* **Source records**
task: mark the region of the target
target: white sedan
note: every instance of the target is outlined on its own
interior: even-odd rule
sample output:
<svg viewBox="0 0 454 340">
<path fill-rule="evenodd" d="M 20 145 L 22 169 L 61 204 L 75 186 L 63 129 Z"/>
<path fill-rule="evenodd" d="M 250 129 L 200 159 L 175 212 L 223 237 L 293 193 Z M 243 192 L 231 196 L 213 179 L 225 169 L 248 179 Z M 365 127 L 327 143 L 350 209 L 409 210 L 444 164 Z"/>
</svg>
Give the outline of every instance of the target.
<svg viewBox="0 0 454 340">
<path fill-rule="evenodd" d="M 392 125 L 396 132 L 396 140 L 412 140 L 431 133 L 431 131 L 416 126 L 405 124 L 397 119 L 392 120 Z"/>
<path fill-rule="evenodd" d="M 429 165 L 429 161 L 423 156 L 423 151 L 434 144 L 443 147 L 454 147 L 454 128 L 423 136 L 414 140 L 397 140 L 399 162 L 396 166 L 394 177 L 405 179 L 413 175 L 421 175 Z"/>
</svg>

* **What is expected**
Rewrite everything from the start of the items down through the line containing "392 125 L 396", replacing "white sedan" with "gray hatchback" and leaving the rest unchanged.

* **Response**
task: mark the region of the target
target: gray hatchback
note: every instance of the target is outlined on its own
interior: even-odd rule
sample output:
<svg viewBox="0 0 454 340">
<path fill-rule="evenodd" d="M 20 145 L 22 169 L 61 204 L 75 186 L 63 129 Z"/>
<path fill-rule="evenodd" d="M 250 129 L 200 159 L 175 212 L 223 237 L 293 193 Z M 243 192 L 231 196 L 213 179 L 225 169 L 248 179 Z M 365 127 L 327 143 L 350 209 L 409 210 L 444 164 Z"/>
</svg>
Give the outline of every instance of the target.
<svg viewBox="0 0 454 340">
<path fill-rule="evenodd" d="M 392 125 L 396 132 L 396 140 L 412 140 L 431 133 L 431 131 L 416 126 L 405 124 L 397 119 L 392 120 Z"/>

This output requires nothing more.